- Brief: Pick out every line of the material below that contains the string "books", and copy each one. Treat uppercase and lowercase as different.

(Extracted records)
-.-.-
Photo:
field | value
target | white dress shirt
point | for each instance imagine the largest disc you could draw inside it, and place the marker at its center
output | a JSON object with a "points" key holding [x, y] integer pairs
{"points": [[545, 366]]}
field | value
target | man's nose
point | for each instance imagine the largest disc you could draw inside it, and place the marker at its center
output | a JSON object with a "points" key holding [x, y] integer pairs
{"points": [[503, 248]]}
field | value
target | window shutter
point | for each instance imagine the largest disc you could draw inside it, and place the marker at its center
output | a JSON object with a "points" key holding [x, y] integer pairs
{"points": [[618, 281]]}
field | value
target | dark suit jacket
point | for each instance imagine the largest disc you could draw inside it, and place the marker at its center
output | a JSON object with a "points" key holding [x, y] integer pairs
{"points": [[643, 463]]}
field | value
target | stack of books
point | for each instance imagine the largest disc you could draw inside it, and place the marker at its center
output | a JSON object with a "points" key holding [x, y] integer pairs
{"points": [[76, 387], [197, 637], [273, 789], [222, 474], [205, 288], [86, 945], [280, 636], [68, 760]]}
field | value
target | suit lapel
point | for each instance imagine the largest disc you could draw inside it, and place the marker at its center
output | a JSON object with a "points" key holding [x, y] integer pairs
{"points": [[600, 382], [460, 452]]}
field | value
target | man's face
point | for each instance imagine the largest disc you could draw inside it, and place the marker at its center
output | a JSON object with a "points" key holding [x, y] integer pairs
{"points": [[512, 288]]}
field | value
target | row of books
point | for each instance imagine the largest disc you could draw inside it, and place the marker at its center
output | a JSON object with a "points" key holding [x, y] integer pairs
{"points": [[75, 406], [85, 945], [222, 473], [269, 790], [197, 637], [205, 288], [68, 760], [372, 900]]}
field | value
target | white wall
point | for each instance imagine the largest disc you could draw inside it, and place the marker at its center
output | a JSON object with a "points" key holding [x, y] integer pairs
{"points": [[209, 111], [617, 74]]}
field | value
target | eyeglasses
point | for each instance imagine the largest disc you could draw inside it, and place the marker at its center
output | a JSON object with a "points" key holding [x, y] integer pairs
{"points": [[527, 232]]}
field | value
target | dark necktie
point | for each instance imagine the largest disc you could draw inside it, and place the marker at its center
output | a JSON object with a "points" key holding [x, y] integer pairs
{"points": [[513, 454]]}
-.-.-
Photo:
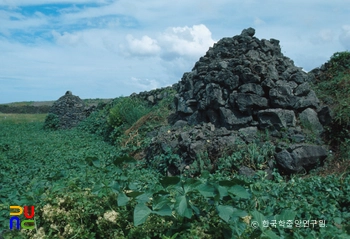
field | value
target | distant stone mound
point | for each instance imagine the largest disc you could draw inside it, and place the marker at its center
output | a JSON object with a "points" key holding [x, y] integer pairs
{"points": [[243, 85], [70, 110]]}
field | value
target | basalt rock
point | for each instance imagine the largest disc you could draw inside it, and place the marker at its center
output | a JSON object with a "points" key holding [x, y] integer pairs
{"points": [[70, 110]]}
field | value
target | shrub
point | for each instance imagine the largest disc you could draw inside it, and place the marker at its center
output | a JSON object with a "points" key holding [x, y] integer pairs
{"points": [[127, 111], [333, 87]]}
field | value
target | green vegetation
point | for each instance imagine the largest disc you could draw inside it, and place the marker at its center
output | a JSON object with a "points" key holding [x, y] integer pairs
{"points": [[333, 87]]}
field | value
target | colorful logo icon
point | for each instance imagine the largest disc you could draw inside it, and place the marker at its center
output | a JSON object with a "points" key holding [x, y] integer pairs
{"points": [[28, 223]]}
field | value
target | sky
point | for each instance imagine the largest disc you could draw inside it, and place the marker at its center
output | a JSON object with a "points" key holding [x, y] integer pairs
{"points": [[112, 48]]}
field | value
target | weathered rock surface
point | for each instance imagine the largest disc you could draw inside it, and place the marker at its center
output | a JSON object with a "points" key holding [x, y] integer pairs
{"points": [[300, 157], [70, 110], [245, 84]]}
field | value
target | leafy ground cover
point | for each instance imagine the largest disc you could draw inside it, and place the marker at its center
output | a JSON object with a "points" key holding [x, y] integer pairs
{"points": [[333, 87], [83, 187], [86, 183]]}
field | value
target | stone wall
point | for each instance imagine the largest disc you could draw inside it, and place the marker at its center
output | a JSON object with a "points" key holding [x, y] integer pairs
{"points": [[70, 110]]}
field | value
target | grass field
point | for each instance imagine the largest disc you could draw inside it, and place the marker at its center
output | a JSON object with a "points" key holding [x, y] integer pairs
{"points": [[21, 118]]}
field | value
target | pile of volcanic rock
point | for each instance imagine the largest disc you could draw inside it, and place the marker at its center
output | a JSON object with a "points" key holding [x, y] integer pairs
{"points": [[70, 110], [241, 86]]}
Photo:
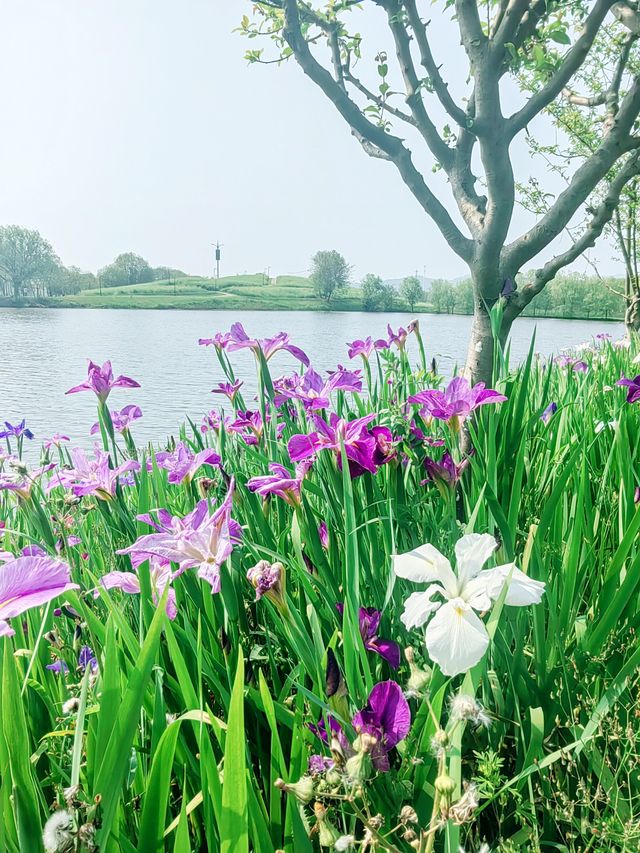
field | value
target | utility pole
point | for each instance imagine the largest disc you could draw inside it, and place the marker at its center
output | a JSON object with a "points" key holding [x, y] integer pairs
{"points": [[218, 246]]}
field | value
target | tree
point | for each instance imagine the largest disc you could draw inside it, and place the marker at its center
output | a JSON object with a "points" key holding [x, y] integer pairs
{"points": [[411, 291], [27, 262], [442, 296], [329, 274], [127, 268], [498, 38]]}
-.-.-
- Answer for the task:
target | stack of books
target | row of books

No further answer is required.